A teenager with brain damage has lost her bid to sue a global mining company for $5m after claiming it was negligent for not warning her family about possible lead exposure she experienced as a baby.
Bethany Sanders, now 17, had claimed the brain damage she suffered as a baby was due to lead poisoning in the Queensland mining town of Mount Isa.
Her family had moved to the remote town and lived within three kilometres of the mining and smelting operations from mid 2007 to January 2008.
In a decision handed down on August 25, Supreme Court Justice Frances Williams ruled that Ms Saunders, who was represented by her guardian Jim Seeto, had failed to prove her injuries were caused by Mount Isa Mines Limited (MIM), now owned by Swiss-owned giant Glencore.
The damages claim was heard in Brisbane Supreme Court last year.
Bethany’s parents, Michael Sanders and Sharnelle Seeto, claimed to have been unaware of any risk lead exposure could have on children during the first six months of living in the northern Queensland town.

+ + + + + + +

## Tasks
a - Reproduce the part of the Mount Isa lawsuit report word for word, starting at "Bethany’s parents, Michael" and ending at "northern Queensland town.".
b - According to the Mount Isa lawsuit report, in which court was the damages claim heard?
c - Write the next part of the report on the Mount Isa lead exposure case, continuing from its last sentence.
The items that follow were taken from a separate source.

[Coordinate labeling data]
+ + + + + + +

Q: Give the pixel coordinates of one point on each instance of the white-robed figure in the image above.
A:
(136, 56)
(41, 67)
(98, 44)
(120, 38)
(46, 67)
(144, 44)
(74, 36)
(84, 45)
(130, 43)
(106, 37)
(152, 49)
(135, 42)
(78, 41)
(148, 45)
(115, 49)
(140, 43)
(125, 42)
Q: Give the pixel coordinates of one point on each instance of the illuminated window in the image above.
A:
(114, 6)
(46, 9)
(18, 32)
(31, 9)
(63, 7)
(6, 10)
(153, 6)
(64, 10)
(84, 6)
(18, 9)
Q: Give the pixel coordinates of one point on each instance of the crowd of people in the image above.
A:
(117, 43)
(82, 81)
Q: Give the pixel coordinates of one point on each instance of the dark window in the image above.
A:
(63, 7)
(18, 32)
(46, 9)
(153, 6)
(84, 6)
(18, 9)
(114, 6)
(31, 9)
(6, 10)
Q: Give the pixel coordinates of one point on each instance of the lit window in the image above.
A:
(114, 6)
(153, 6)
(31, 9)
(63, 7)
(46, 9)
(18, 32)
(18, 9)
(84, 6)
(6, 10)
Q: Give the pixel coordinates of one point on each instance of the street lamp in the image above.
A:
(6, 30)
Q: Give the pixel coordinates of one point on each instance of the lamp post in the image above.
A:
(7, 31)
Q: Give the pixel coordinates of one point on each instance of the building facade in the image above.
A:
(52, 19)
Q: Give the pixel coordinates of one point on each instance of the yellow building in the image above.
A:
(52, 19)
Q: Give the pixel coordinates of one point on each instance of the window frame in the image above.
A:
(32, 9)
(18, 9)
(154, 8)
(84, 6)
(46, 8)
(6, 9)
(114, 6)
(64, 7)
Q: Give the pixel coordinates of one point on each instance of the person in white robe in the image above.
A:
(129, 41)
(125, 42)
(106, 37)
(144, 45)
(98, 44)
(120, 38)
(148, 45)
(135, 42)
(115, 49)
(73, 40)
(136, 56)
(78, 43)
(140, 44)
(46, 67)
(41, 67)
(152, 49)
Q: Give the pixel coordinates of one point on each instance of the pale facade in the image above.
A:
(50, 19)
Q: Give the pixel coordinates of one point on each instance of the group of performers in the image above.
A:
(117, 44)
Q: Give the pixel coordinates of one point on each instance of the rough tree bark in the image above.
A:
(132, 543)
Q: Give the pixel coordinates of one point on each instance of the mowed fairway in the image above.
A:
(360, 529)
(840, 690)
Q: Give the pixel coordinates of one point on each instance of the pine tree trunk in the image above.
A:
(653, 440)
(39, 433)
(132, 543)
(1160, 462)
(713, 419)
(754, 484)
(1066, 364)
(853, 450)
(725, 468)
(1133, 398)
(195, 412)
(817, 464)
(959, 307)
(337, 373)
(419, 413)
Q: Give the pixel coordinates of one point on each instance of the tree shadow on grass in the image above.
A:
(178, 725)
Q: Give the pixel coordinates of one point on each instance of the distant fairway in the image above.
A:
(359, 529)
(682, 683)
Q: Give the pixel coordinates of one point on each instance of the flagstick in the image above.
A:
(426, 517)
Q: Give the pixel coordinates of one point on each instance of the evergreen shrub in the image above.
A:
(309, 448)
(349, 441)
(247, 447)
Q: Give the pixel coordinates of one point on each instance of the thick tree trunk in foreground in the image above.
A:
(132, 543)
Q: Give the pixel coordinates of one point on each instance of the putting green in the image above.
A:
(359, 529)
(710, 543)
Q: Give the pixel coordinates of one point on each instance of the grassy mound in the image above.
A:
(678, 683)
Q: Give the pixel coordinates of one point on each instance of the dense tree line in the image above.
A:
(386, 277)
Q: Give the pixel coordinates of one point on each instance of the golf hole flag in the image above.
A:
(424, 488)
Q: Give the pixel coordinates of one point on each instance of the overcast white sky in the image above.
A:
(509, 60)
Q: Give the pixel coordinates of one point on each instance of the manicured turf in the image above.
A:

+ + + + + + +

## Per-task outputs
a -
Bethany’s parents, Michael Sanders and Sharnelle Seeto, claimed to have been unaware of any risk lead exposure could have on children during the first six months of living in the northern Queensland town.

b - Brisbane Supreme Court.

c -
The trial was told that Mr Saunders was alerted to a newspaper advertisement in about September 2007, according to the judge’s decision.
Prior to this, Ms Seeto claimed she hadn’t been made aware of any of the posters, pop-up booths or signs about risk of lead to children that were on display around the mining town.
The judgment found that Ms Seeto had also contended that she hadn’t received any letters or was not invited to any local meetings about the dangers of lead absorption for children.
She had given evidence that she was aware Bethany had “regularly ate dirt and she took no particular steps to stop the plaintiff from doing so”, according to the judgment.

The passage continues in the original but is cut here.